Return each line of the data below that contains the string "concrete".
** Opening Source information block **
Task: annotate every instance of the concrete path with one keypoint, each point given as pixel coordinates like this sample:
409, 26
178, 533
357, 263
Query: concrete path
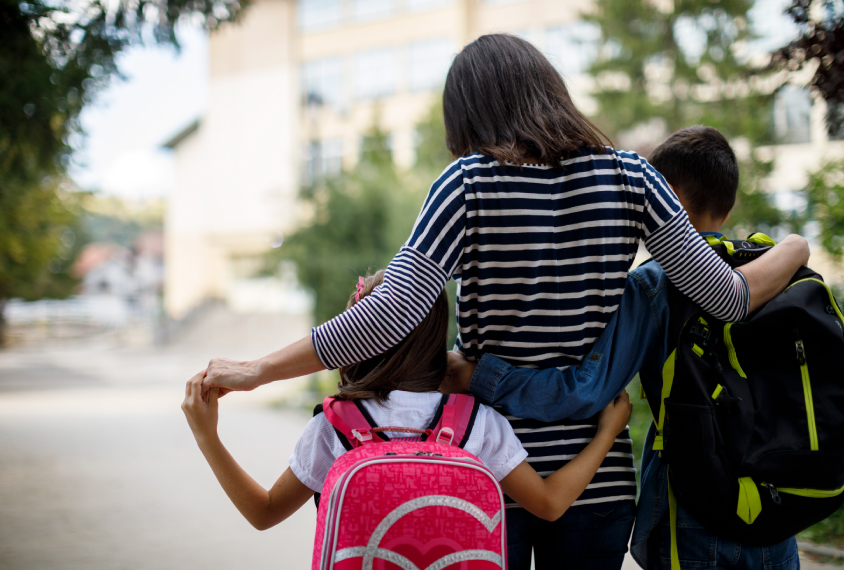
** Closing Source information block **
> _Answer box_
Task: annotate every instance of the concrete path with one keypoint, each point given as pixel coordinates like this sample:
Query: concrete path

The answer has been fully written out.